#### Records for the exercise:
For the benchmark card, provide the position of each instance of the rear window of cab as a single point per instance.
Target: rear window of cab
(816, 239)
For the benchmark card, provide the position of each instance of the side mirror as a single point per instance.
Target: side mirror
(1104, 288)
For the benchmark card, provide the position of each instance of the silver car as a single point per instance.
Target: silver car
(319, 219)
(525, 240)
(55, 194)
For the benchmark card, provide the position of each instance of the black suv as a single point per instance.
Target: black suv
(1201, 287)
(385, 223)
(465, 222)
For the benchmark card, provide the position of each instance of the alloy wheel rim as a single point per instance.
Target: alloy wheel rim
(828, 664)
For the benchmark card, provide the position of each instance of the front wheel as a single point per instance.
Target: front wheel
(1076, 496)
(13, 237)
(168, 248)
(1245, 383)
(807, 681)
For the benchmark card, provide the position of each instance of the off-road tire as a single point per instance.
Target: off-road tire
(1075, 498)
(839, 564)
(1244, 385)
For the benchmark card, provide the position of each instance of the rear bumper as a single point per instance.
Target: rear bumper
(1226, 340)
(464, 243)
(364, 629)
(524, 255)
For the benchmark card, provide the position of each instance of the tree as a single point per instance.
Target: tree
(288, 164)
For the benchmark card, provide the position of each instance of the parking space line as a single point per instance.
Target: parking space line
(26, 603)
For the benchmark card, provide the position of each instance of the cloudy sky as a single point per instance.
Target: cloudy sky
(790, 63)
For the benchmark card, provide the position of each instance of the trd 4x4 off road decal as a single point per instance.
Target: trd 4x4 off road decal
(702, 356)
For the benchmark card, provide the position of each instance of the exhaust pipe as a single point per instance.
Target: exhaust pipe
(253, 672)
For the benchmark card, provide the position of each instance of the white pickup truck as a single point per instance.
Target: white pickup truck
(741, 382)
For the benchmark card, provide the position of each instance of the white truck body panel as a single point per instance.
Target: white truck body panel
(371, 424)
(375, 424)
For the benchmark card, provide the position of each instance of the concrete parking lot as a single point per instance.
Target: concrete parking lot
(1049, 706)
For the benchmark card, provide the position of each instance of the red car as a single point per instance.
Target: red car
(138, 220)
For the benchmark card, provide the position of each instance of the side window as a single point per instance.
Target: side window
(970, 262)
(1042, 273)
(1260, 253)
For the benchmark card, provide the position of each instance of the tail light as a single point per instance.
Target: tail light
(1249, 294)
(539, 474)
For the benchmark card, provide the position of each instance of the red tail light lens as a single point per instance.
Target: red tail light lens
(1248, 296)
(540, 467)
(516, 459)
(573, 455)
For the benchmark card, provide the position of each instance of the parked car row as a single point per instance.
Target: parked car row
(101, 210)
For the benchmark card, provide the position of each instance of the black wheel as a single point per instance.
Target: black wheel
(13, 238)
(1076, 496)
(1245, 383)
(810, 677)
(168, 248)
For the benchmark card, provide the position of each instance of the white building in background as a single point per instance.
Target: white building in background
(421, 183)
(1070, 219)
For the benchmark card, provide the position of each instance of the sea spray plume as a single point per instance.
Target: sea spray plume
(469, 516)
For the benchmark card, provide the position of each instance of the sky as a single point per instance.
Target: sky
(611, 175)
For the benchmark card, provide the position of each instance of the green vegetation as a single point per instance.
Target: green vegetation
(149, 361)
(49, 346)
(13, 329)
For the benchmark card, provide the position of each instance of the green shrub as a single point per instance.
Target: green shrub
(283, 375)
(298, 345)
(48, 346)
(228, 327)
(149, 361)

#### Aim of the exercise:
Copy out all of the material above line for line, keeping every word and number unchanged.

#### The reply:
For the benchmark card, provide the position of each instance of the rear window of cab as a single point per instance.
Target: rear window of cab
(816, 239)
For the benchmark card, provide the position of each instance of the side mirror as a single point per instance.
Target: side mirror
(1104, 288)
For the benchmark card, provide the position of each instance of the silver car as a single point per instance.
Target: silver car
(319, 219)
(525, 240)
(55, 194)
For the benchmark card, provide the position of each instance of the black suv as a single point per instance.
Target: black suv
(1201, 287)
(385, 223)
(465, 222)
For the benchmark card, provide the position of each instance of the alloy wheel rim as a single point per instance.
Target: alloy wheel rim
(828, 664)
For the benchmark card, provide the position of each instance of the front wheel as a single point per instance.
Target: front wheel
(1076, 496)
(13, 237)
(168, 248)
(1245, 383)
(807, 681)
For the benchmark card, provide the position of each instance of the off-road tire as a single point per instance.
Target: off-road tire
(1075, 498)
(839, 564)
(1244, 385)
For the benchmark card, provide the position of each instance of the rear bumper as a single point per instance.
Target: rear bumper
(1226, 340)
(464, 243)
(364, 629)
(524, 255)
For the benchmark card, provide the position of each instance of the tree as a single point per instance.
Target: tree
(288, 164)
For the benchmark card, provide the position of each instance of the parking space line as a single point per instance.
Target: parking space line
(26, 603)
For the benchmark card, provide the position of each instance of the cloudy sky as a single point per instance.
Target: cloudy sky
(790, 63)
For the benchmark card, provide the position of each instance of the trd 4x4 off road decal as a single point per instance.
Target: trd 4x4 off road decal
(702, 356)
For the benchmark card, provide the position of each instance of the exhaust pipe as a single point per instance.
Target: exhaust pipe
(253, 672)
For the benchmark card, provide the position of each instance of the white pickup truck as a single point per instance.
Target: white pickup truck
(741, 382)
For the benchmark card, provide the position of each instance of the white truck body panel as a single point per instance.
Target: white truck body panel
(371, 424)
(375, 424)
For the benchmark card, provide the position of each instance of the concrete parking lot as a single point per instance.
Target: concrete parking lot
(1049, 706)
For the benchmark card, provide the position of each instance of the red car as a single point per instance.
Target: red car
(138, 220)
For the benchmark card, provide the position of each instance of the side window as a single point per instance.
Target: side window
(970, 262)
(1042, 273)
(1260, 253)
For the benchmark card, provide the position of each instance of the tail light as a single point per instance.
Target: tail light
(1249, 294)
(539, 474)
For the benchmark card, provide the position of each instance of the red tail light lens as a single point per instance.
Target: red tail light lens
(1248, 296)
(540, 467)
(516, 459)
(573, 455)
For the benchmark card, provide the position of each instance of the parked car row as a single point per instance.
Target: parked car row
(101, 210)
For the benchmark card, provide the position of each instance of the black wheel as a single point per instance.
Target: black wheel
(13, 238)
(1076, 496)
(1245, 383)
(810, 677)
(168, 248)
For the benchmark card, provide the position of each instance of the white building in background as a single point per instance.
Target: white building in background
(421, 183)
(1070, 219)
For the benchmark card, provide the position of each instance of the sea spray plume as a single point per instance.
Target: sea spray plume
(469, 516)
For the benchmark card, provide the position of each instance of the sky as a single point per instance.
Target: sky
(611, 175)
For the benchmark card, provide the position of each instance of the green vegetation as a single point per instance.
Target: green vegetation
(149, 361)
(49, 346)
(13, 329)
For the benchmark card, provide the position of each instance of the green shrub as a single point per instance.
Target: green shrub
(283, 375)
(298, 345)
(48, 346)
(228, 327)
(149, 361)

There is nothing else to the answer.